- DATASET CONTENT:
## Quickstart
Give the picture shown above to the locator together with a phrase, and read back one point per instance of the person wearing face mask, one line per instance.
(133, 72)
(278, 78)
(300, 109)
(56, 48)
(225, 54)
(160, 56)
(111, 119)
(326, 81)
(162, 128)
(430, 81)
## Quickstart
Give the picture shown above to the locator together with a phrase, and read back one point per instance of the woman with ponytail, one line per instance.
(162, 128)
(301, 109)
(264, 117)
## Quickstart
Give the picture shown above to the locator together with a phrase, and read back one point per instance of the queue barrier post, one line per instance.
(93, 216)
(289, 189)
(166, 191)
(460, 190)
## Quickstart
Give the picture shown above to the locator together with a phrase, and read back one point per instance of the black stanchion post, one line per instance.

- INSTRUCTIONS TO FOLLOW:
Can you print all of the material above again, line for line and with nothing changed?

- TASK RESULT:
## Quickstart
Give the picture shown above to the locator together with a phrase, and read back one point per instance of the person wearing face mask, one line per instance.
(133, 72)
(278, 78)
(300, 109)
(56, 48)
(225, 54)
(160, 56)
(111, 119)
(326, 81)
(162, 128)
(430, 81)
## Quickstart
Give the picture shown above to the locator together with a phrase, and read back one point per instance of the woman with ponytail, one line per instance.
(162, 128)
(301, 109)
(264, 117)
## Quickstart
Give the picture shown above to the locator together with a phrase, and read back one point per instance of the queue barrier post, one line per instance.
(93, 216)
(289, 189)
(166, 191)
(460, 190)
## Quickstart
Give the picture shown above to the locator together with a phrase, and read back one point per instance of the black stanchion post, one line per instance.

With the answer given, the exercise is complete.